▶ _Exercise 1_: Retype the stretch of the thread about Loki query timeouts from "Is there anything" through "places) doesn't help.".
▶ _Exercise 2_: Write the next part of the forum thread about Loki query timeouts after the 2.6.1 upgrade, picking up after its final sentence.

▶ _Article_:
···

Can provide the full files but not sure that it can be uploaded on github :thinking:

RomainBelorgey avatar Jul 26 '22 07:07 RomainBelorgey

Is there anything else I could do, share to help ?

RomainBelorgey avatar Aug 01 '22 12:08 RomainBelorgey

I just ran into the same issue, having upgraded to 2.6.1 from 2.4.2 using loki-simple-scalable Helm chart (0.2.0 -> 1.8.6).

The issue affects querying only (i.e. ingestion seems to work fine) and manifests both in Grafana as well as in LogCLI when querying for logs (/api/v1/query_range) as well as for labels (/api/v1/labels).

Labels queries (logcli labels) get stuck and time out about 20% of the time. Raising the timeout (in all relevant places) doesn't help.

In case it might help, here's a trace of a labels query timing out:

image

And for comparison a trace of a labels query that succeeded:

image

For now I reverted back to 2.4.2.

panos-- avatar Aug 11 '22 14:08 panos--

We're seeing something similar here too after upgrading today, query range requests have shot up in duration seconds.

image

Alan01252 avatar Aug 17 '22 14:08 Alan01252

Hi, any updates ? same issue here . Grafana sometime gives me error about query timeouts and log volume errors

Failed to load log volume for this query
context deadline exceeded

using distributed Loki helm chart version 2.6.1

LinTechSo avatar Sep 04 '22 19:09 LinTechSo

Is this being check by the maintainers ? Is there a way to put labels on the issue to make it more visible maybe ?

···

▶ _Material provided_:
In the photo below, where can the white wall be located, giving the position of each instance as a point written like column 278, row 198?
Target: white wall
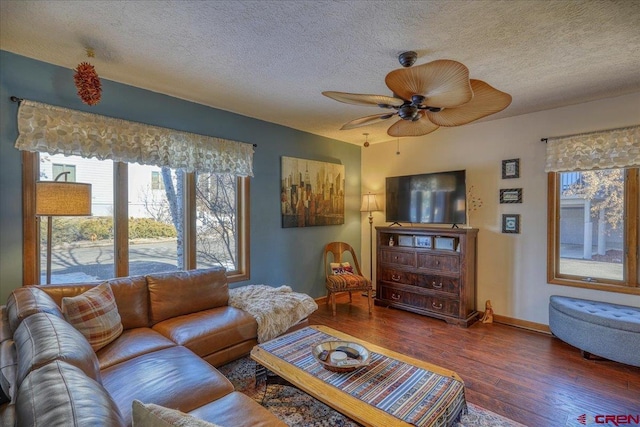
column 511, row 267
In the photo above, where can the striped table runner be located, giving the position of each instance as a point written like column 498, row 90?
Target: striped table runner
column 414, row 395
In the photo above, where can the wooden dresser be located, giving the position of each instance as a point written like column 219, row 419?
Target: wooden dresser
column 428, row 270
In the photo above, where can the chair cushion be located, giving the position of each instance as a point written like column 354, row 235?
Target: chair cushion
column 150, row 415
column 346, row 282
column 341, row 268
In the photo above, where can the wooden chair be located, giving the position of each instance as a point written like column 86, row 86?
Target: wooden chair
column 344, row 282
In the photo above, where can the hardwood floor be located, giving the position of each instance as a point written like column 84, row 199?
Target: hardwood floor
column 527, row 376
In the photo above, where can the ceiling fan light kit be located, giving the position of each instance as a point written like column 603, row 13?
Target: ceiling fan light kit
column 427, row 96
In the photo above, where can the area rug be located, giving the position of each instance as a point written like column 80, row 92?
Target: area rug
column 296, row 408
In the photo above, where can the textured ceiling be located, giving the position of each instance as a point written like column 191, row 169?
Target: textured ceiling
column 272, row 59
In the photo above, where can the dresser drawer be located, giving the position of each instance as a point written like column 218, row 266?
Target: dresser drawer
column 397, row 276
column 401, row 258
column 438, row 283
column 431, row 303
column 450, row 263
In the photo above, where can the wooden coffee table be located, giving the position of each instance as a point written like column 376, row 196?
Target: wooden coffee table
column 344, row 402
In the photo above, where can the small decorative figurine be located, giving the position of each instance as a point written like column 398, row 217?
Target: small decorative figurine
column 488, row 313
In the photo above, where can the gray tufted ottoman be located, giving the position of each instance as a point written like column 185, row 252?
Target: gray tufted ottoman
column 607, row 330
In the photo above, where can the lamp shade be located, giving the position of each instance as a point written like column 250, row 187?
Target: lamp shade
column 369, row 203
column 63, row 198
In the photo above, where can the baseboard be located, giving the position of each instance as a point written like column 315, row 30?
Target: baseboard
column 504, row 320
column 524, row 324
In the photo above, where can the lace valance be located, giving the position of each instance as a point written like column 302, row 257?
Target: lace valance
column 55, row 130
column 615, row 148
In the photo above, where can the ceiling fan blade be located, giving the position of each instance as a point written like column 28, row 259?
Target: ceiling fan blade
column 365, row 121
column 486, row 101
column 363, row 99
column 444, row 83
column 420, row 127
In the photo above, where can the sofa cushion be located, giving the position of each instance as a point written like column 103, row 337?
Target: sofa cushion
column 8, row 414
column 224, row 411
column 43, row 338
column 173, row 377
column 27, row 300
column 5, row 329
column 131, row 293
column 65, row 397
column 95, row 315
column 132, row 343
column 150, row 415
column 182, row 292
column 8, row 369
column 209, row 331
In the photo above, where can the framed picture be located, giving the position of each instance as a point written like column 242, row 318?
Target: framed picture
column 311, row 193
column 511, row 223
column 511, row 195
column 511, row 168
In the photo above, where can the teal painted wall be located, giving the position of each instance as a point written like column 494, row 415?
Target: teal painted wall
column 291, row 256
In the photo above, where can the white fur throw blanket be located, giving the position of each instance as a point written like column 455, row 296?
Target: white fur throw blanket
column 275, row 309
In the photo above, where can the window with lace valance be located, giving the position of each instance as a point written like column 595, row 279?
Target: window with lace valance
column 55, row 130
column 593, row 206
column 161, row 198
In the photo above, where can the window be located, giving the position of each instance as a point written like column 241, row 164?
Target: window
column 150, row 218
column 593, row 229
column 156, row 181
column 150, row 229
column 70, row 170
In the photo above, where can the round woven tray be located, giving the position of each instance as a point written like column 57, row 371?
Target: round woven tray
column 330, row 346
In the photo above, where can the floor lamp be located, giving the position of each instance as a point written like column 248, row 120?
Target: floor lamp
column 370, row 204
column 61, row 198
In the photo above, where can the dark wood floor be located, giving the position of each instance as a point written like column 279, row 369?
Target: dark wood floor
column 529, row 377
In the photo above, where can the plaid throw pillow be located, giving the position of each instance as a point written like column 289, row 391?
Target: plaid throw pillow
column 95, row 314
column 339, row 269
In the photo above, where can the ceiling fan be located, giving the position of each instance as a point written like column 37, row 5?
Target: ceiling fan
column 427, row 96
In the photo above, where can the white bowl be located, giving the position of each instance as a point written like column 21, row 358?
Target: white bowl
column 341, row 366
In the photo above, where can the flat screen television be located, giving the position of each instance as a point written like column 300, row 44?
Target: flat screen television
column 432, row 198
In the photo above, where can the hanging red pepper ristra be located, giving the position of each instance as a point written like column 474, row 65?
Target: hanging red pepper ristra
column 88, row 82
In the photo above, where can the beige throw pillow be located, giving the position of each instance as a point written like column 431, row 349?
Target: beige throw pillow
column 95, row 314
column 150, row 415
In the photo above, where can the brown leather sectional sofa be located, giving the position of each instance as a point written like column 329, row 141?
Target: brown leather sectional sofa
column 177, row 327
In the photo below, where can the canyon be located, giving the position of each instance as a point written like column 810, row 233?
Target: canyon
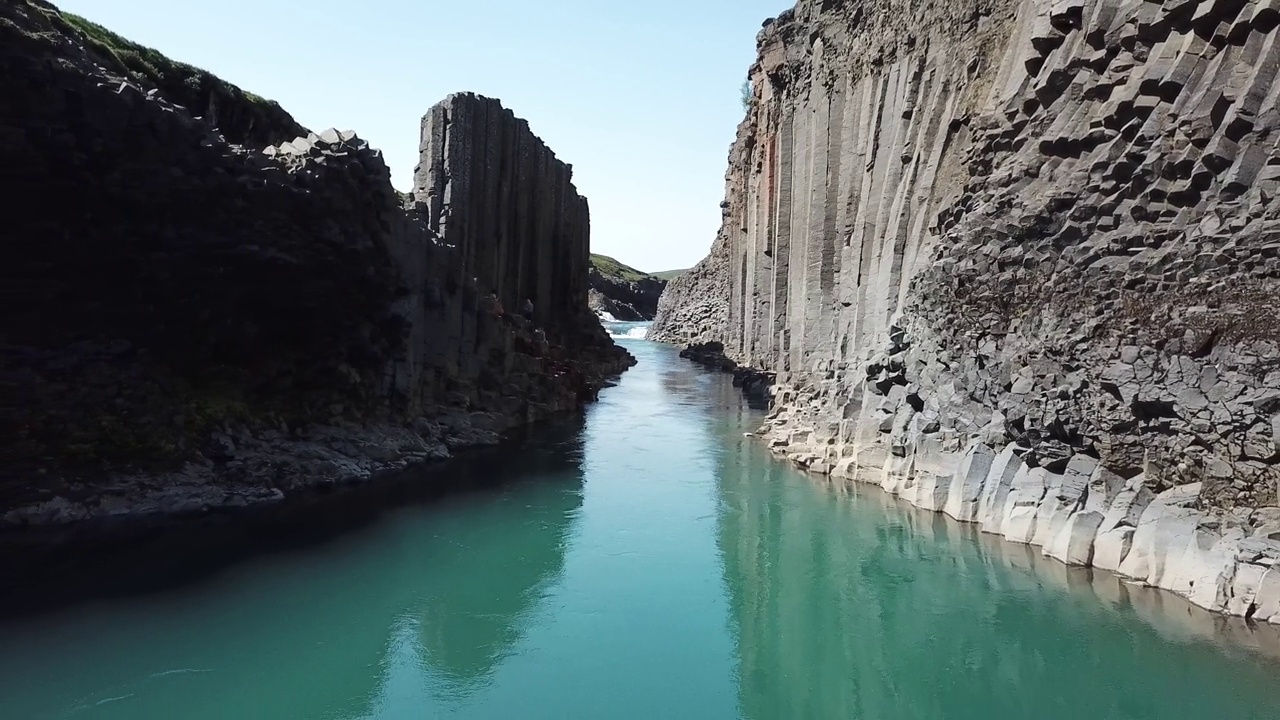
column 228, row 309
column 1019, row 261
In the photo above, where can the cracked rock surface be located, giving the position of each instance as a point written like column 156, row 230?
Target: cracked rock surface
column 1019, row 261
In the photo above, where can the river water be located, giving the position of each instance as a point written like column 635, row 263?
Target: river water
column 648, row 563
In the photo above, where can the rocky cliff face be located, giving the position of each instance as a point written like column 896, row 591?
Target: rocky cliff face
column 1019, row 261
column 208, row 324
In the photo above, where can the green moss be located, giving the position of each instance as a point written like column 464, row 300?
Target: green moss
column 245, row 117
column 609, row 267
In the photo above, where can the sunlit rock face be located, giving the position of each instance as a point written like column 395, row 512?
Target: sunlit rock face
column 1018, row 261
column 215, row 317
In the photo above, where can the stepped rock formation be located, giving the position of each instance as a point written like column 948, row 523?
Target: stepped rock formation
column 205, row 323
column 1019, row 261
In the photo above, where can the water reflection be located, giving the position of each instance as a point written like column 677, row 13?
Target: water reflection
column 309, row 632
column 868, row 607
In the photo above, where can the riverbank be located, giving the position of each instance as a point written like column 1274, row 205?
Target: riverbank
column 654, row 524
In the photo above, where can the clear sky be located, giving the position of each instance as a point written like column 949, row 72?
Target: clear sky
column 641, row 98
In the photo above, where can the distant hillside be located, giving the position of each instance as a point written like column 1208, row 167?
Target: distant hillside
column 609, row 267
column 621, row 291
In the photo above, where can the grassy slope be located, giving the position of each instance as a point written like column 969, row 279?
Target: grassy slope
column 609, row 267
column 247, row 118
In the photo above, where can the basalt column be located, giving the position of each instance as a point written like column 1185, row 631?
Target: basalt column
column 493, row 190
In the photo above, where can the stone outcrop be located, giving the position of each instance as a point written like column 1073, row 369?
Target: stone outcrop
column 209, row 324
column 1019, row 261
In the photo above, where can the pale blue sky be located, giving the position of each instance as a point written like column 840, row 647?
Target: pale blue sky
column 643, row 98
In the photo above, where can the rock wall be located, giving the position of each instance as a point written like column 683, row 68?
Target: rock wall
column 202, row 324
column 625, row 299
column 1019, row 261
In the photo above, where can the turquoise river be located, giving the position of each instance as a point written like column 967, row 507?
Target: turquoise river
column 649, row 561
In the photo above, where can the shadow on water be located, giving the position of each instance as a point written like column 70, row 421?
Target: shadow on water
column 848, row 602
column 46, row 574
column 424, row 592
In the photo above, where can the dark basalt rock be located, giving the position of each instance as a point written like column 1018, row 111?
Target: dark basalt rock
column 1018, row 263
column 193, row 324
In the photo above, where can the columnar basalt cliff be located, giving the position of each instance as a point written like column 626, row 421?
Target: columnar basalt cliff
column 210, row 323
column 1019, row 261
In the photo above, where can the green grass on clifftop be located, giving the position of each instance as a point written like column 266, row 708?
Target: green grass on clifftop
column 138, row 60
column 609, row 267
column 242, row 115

···

▶ _Final answer 1_:
Is there anything else I could do, share to help ?

RomainBelorgey avatar Aug 01 '22 12:08 RomainBelorgey

I just ran into the same issue, having upgraded to 2.6.1 from 2.4.2 using loki-simple-scalable Helm chart (0.2.0 -> 1.8.6).

The issue affects querying only (i.e. ingestion seems to work fine) and manifests both in Grafana as well as in LogCLI when querying for logs (/api/v1/query_range) as well as for labels (/api/v1/labels).

Labels queries (logcli labels) get stuck and time out about 20% of the time. Raising the timeout (in all relevant places) doesn't help.

▶ _Final answer 2_:
Is there any other information needed ?

RomainBelorgey avatar Sep 15 '22 07:09 RomainBelorgey

I caught the same problem too. I found some queries becomes very slow after upgrading Querier to a nightly version which contains 5662. But it has no effect on Frontend.

So at last I just upgraded Frontend contains 5662 to improve Instant query performance and keep Querier to 2.5.x.

honganan avatar Sep 15 '22 08:09 honganan

Sorry, we overlooked this because the visibility of issues on Github isn't super good (and the number of open issues is quite high right now). I'll try to check this week.

DylanGuedes avatar Sep 15 '22 11:09 DylanGuedes

Ok I did the following: I compared what query_range latency for our clusters was looking like for our clusters for ~1day ago, ~10days ago, ~30days ago, ~30days ago and ~90 days ago and based on it, we didn't suffer performance degradations on those. Also, there are other community users running Loki on the latest versions etc and seems like they are not suffering this thing too. So looks like the 2.6 update has a problem but we didn't experience it because some configuration is protecting us/hidding the issue

@panos-- are you using SSD mode?

@Alan01252 did you upgrade from 2.5 to 2.6 or from 2.4? I'm trying to isolate the problem was introduced between 2.5 and 2.6

@honganan could you try changing only your querier to use our latest main? I want to check the bug wasn't fixed after 2.6 was released.

DylanGuedes avatar Sep 15 '22 18:09 DylanGuedes

2.5 to 2.6 .. Running 2.5 now without issues, we were using the Loki scalable helm chart with mostly the default settings.

Alan01252 avatar Sep 15 '22 18:09 Alan01252

interesting, so you're using ssd. @honganan are you also using SSD?

DylanGuedes avatar Sep 15 '22 18:09 DylanGuedes

@DylanGuedes We're using the loki-simple-scalable Helm chart. So, SSD mode I guess.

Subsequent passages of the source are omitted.